INSTRUÇÕES E REQUISITOS:
Troque "superprotetora" por "controladora" no trecho sobre o filme Na Rédea Curta que vai de "Aos 20 anos" até "do pai desconhecido.", inclusive, e escreva esse trecho de novo.

TRECHO SELECIONADO:
..........

Aos 20 anos de idade, Júnior recebe a notícia de que será pai. Angustiado pela falta de um referencial paterno, ele embarca numa jornada com sua Mainha superprotetora rumo ao interior da Bahia em busca do pai desconhecido.

Crítica

Os cineastas Ary Rosa e Glenda Nicácio chamaram a atenção da comunidade cinematográfica brasileira com o seu longa-metragem de estreia, o elogiado Café com Canela (2017). Embora não tenha sido unanimidade após a sua première no 50º Festival de Brasília, o filme inaugurou uma trajetória que, ao menos, tem aumentado a visibilidade da região do Recôncavo Baiano nas telonas. Outros trabalhos vieram e chega agora aos cinemas a mais nova criação dessa dupla que continua fiel às suas origens geográfico-emocionais. Na Rédea Curta é a adaptação da websérie homônima criada por Sulivã Bispo e Thiago Almasy, que depois teve como derivado uma peça de teatro. De cara, é praticamente incontornável o paralelo com o igualmente multiplataforma Minha Mãe é uma Peça, menos por esse desdobramento em vários meios, mais pelo protagonismo da mãe tão espalhafatosa quanto carismática interpretada por um homem. Ao menos aparentemente, os criadores dessa versão cinematográfica não fogem do paralelo, pelo contrário, pois encerram a produção com a citação de uma frase do próprio Paulo Gustavo, humorista que viveu a inconfundível Dona Hermínia nas telonas, nos palcos e nas telinhas. Aqui o assunto é a busca por um referencial paterno. Júnior (Almasy) vai ser pai e coloca a sua Mainha (Bispo) na parede para finalmente saber quem a engravidou no passado. Aí começa o furdunço.

É bom salientar desde o princípio: Ary Rosa e Glenda Nicácio optam por uma encenação que contém propositalmente elementos artificiais. Dentro de uma teatralidade que afasta a ideia do naturalismo, temos a breve perambulação por Salvador num ônibus evidentemente parado – a paisagem observada pela janela claramente é fruto de uma projeção em chroma key – e algumas transições que quebram repentinamente a fluidez da história. Às vezes é difícil saber exatamente onde começa a intenção e onde termina a desatenção. Com ajustes finos, o filme soaria menos involuntariamente precário em certos sentidos. Por exemplo, em toda a trajetória dos protagonistas pela cidade de Cachoeira, mudanças abruptas de rota e conveniências seriam menos incômodas com pequenas regulagens de tom, sem tantas gratuidades servindo para Mainha fazer solos. Aliás, é algo que acontece também nas versões cinematográficas de Minha Mãe é uma Peça, cujas tramas são menos memoráveis do que os chiliques e os bordões da personagem vivida por Paulo Gustavo. Sulivã Bispo deita e rola como a mãe dramática que fala alto, sempre disposta a entrar num conflito com a vizinha fofoqueira ou mesmo com uma passageira aleatória ao seu lado numa viagem de ônibus. A personagem se torna maior do que o filme. E isso pode ser creditado ao roteiro assinado a 12 mãos feito de sucessivas esquetes.

..........

LINHAS DE DADOS:

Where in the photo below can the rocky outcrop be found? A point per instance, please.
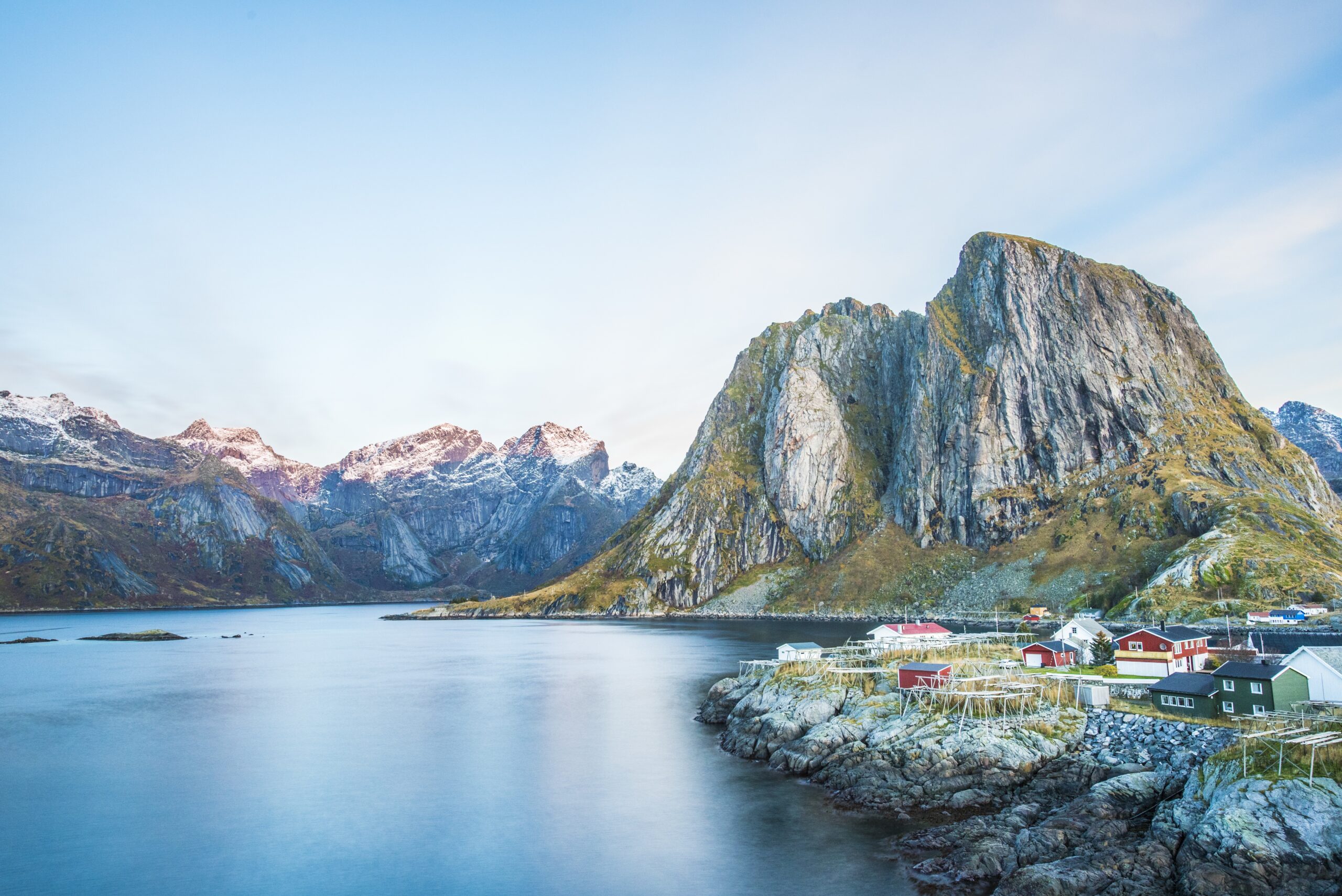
(1317, 434)
(1041, 391)
(869, 751)
(148, 635)
(1067, 809)
(1257, 837)
(1117, 738)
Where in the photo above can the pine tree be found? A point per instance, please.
(1102, 651)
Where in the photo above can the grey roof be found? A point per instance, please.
(1259, 671)
(1058, 647)
(1173, 632)
(1330, 655)
(1094, 627)
(1194, 683)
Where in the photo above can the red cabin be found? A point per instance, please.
(924, 675)
(1055, 654)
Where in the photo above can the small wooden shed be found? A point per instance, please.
(799, 651)
(1054, 654)
(914, 675)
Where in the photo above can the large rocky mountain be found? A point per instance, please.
(1317, 433)
(1050, 429)
(96, 515)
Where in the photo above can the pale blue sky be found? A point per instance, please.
(343, 223)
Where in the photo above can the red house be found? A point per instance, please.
(924, 675)
(1161, 651)
(1057, 654)
(901, 631)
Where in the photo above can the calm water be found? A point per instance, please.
(334, 753)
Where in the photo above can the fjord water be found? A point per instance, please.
(334, 753)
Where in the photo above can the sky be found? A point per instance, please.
(343, 223)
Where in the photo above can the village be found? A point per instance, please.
(1287, 706)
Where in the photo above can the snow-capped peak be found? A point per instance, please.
(242, 447)
(552, 440)
(51, 411)
(414, 455)
(630, 486)
(51, 424)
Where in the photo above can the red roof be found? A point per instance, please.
(916, 628)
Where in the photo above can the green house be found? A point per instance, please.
(1192, 694)
(1254, 688)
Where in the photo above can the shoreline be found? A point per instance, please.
(198, 607)
(825, 618)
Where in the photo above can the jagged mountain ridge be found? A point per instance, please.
(447, 508)
(1046, 407)
(1317, 434)
(93, 514)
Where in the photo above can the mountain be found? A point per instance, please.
(1051, 429)
(1317, 434)
(96, 515)
(93, 514)
(445, 506)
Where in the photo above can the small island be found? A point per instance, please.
(148, 635)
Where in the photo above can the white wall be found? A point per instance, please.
(1325, 682)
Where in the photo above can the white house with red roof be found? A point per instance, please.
(1161, 651)
(912, 631)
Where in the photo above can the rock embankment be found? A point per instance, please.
(871, 753)
(148, 635)
(1117, 738)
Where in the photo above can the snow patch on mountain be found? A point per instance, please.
(630, 487)
(1316, 433)
(552, 440)
(50, 426)
(423, 452)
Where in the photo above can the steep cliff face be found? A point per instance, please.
(1317, 434)
(93, 514)
(445, 506)
(1051, 427)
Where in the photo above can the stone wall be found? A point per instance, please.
(1117, 738)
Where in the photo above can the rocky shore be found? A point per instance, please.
(1062, 803)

..........

SOLUÇÃO ABAIXO:
Aos 20 anos de idade, Júnior recebe a notícia de que será pai. Angustiado pela falta de um referencial paterno, ele embarca numa jornada com sua Mainha controladora rumo ao interior da Bahia em busca do pai desconhecido.